Saved entries

- - -

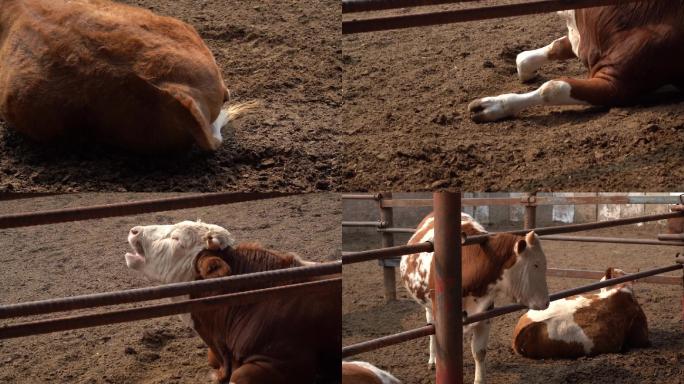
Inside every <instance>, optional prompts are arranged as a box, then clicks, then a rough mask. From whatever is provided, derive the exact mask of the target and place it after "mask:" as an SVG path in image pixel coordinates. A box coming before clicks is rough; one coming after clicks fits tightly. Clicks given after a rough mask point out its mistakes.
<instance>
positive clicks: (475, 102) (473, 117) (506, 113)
mask: <svg viewBox="0 0 684 384" xmlns="http://www.w3.org/2000/svg"><path fill="white" fill-rule="evenodd" d="M468 111H470V118H471V119H472V120H473V121H474V122H476V123H486V122H490V121H497V120H501V119H503V118H504V117H508V116H509V115H510V113H508V112H507V111H506V104H505V103H504V102H503V100H501V99H500V98H498V97H485V98H482V99H477V100H475V101H473V102H472V103H470V104H468Z"/></svg>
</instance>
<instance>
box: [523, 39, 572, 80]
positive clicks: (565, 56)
mask: <svg viewBox="0 0 684 384" xmlns="http://www.w3.org/2000/svg"><path fill="white" fill-rule="evenodd" d="M573 57H575V53H574V52H573V51H572V44H570V40H569V39H568V37H567V36H565V37H561V38H560V39H556V40H554V41H553V42H552V43H551V44H549V45H547V46H545V47H542V48H538V49H533V50H531V51H523V52H520V53H519V54H518V56H517V57H516V58H515V65H516V67H517V69H518V78H519V79H520V81H522V82H523V83H524V82H526V81H529V80H532V79H534V78H535V76H536V75H537V70H538V69H539V68H541V67H542V66H543V65H544V64H546V63H548V62H549V61H551V60H567V59H570V58H573Z"/></svg>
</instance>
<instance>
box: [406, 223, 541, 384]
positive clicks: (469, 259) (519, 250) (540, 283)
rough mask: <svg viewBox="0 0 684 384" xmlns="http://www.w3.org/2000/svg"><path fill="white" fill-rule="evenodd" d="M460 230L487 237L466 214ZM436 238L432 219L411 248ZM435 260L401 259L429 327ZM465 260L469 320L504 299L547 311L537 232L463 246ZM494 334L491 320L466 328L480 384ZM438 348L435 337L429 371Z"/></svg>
mask: <svg viewBox="0 0 684 384" xmlns="http://www.w3.org/2000/svg"><path fill="white" fill-rule="evenodd" d="M461 230H462V231H463V232H464V233H466V234H467V235H479V234H484V233H487V232H486V231H485V229H484V228H483V227H482V226H481V225H480V224H479V223H477V222H476V221H475V220H474V219H473V218H472V217H470V216H469V215H467V214H465V213H463V214H461ZM454 235H455V236H459V234H454ZM433 237H434V216H433V214H430V215H428V216H427V217H426V218H425V219H423V221H422V222H421V223H420V225H418V228H417V229H416V232H415V233H414V234H413V236H412V237H411V239H409V242H408V243H409V244H417V243H422V242H426V241H432V240H433ZM432 256H433V253H432V252H423V253H418V254H412V255H406V256H403V257H402V258H401V264H400V270H401V278H402V280H403V281H404V285H405V286H406V289H407V290H408V291H409V293H410V294H411V295H412V296H413V298H414V299H415V300H416V301H418V303H420V304H421V305H423V307H425V316H426V318H427V322H428V323H432V322H433V314H432V300H434V297H433V294H432V292H433V289H434V288H433V287H434V279H433V276H432V275H431V272H430V271H431V268H432ZM461 258H462V260H461V266H462V284H463V310H464V311H466V312H467V313H468V315H474V314H477V313H480V312H484V311H486V310H488V309H491V308H492V307H493V306H494V302H495V301H498V300H499V299H503V300H512V301H515V302H518V303H520V304H523V305H526V306H527V307H530V308H534V309H544V308H546V307H548V305H549V290H548V287H547V285H546V256H545V255H544V252H543V251H542V248H541V244H540V241H539V238H538V237H537V235H536V234H535V233H534V232H529V233H528V234H527V235H526V236H516V235H511V234H508V233H499V234H495V235H493V236H491V237H489V238H488V240H487V241H486V242H485V243H483V244H478V245H467V246H464V247H463V249H462V255H461ZM489 328H490V321H489V320H486V321H481V322H479V323H475V324H470V325H467V326H465V327H464V332H472V340H471V349H472V353H473V358H474V359H475V383H476V384H477V383H483V382H484V376H485V363H484V361H485V355H486V352H487V350H486V349H487V340H488V338H489ZM435 348H436V340H435V338H434V336H430V358H429V360H428V366H429V367H432V366H434V364H435Z"/></svg>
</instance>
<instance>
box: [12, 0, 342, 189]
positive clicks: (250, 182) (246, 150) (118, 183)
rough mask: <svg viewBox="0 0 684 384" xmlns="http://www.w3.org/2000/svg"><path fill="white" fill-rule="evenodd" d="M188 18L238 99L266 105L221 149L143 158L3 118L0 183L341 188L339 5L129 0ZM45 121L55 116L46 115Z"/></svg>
mask: <svg viewBox="0 0 684 384" xmlns="http://www.w3.org/2000/svg"><path fill="white" fill-rule="evenodd" d="M122 2H124V3H128V4H133V5H138V6H142V7H144V8H148V9H151V10H153V11H154V12H156V13H159V14H162V15H167V16H173V17H176V18H179V19H181V20H183V21H185V22H188V23H190V24H191V25H192V26H193V27H195V28H196V29H197V31H198V32H199V33H200V35H201V36H202V37H203V38H204V40H205V41H206V43H207V45H208V46H209V47H210V48H211V50H212V52H213V53H214V56H215V57H216V60H217V62H218V64H219V67H220V68H221V70H222V74H223V77H224V79H225V81H226V84H227V85H228V87H229V88H230V89H231V93H232V97H233V100H234V101H235V102H244V101H249V100H257V101H260V102H261V104H262V105H261V107H259V108H258V109H256V110H255V111H254V113H253V114H252V115H250V116H248V117H245V118H243V119H240V120H238V121H236V122H235V130H234V131H232V132H225V133H226V135H225V141H224V144H223V145H222V146H221V148H220V149H219V150H218V151H217V152H215V153H204V152H201V151H199V150H197V149H195V150H192V151H190V152H189V153H187V154H182V155H174V156H167V157H154V158H151V157H144V156H135V155H131V154H128V153H122V152H120V151H117V150H113V149H110V148H106V147H103V146H86V145H82V144H77V145H71V146H68V145H54V144H38V143H34V142H31V141H29V140H27V139H25V138H24V137H22V136H21V135H18V134H16V133H15V132H13V131H11V130H9V129H8V128H7V126H6V125H5V124H4V123H3V122H2V121H0V191H3V190H5V191H19V190H20V191H152V192H154V191H214V190H241V191H245V190H269V191H270V190H280V191H284V190H289V191H315V190H330V189H339V188H340V182H339V181H340V177H339V167H338V161H339V157H340V150H341V148H340V146H339V144H338V143H337V142H336V137H337V135H336V134H337V130H338V125H339V119H338V113H337V112H336V111H337V109H338V107H339V105H340V103H341V96H340V89H341V64H340V57H341V51H340V34H339V30H340V16H339V14H340V12H339V4H338V2H337V1H334V0H305V1H301V0H286V1H277V0H268V1H260V2H258V3H255V2H249V1H233V0H231V1H226V0H204V1H192V0H182V1H167V0H123V1H122ZM46 123H49V122H46Z"/></svg>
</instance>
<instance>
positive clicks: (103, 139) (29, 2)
mask: <svg viewBox="0 0 684 384" xmlns="http://www.w3.org/2000/svg"><path fill="white" fill-rule="evenodd" d="M1 4H2V5H1V6H0V31H1V33H0V117H2V118H3V119H4V120H6V121H7V123H8V124H9V126H10V127H12V128H14V129H16V130H17V131H19V132H22V133H24V134H26V135H27V136H29V137H31V138H32V139H35V140H39V141H52V140H55V139H60V138H61V139H64V138H69V137H74V136H82V137H87V138H89V139H95V140H98V141H102V142H105V143H108V144H111V145H114V146H118V147H121V148H125V149H129V150H133V151H137V152H142V153H155V152H169V151H177V150H183V149H186V148H188V147H190V146H191V145H192V143H197V145H198V146H199V147H200V148H202V149H204V150H216V149H217V148H218V147H219V146H220V145H221V142H222V140H223V139H222V136H221V129H222V128H223V127H224V126H226V125H227V124H228V122H229V121H230V120H231V119H233V118H234V117H236V116H237V115H238V114H239V113H241V112H243V111H244V110H245V106H234V107H232V108H227V109H222V108H223V105H224V103H225V102H226V101H227V100H228V90H227V88H226V86H225V84H224V82H223V79H222V77H221V72H220V70H219V68H218V66H217V65H216V62H215V60H214V57H213V55H212V53H211V52H210V51H209V48H208V47H207V46H206V45H205V44H204V42H203V41H202V39H201V38H200V36H199V35H198V34H197V32H196V31H195V30H194V29H193V28H192V27H191V26H189V25H188V24H185V23H183V22H181V21H179V20H176V19H173V18H170V17H162V16H157V15H155V14H153V13H152V12H150V11H147V10H143V9H141V8H135V7H131V6H127V5H123V4H119V3H114V2H110V1H108V0H71V1H67V0H3V1H2V3H1Z"/></svg>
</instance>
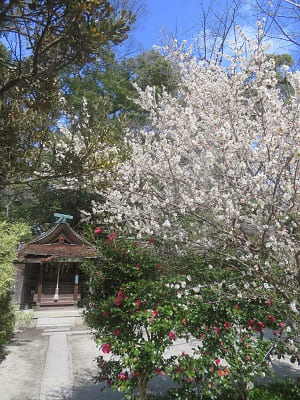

- - -

TASK STATEMENT
Please copy the lines above from the line with "box: [406, 223, 541, 384]" up to and including the line with "positive clicks: (469, 259)", exactly as written and with nothing else.

WRITTEN REPLY
box: [406, 223, 541, 384]
positive clicks: (469, 259) (519, 250) (540, 283)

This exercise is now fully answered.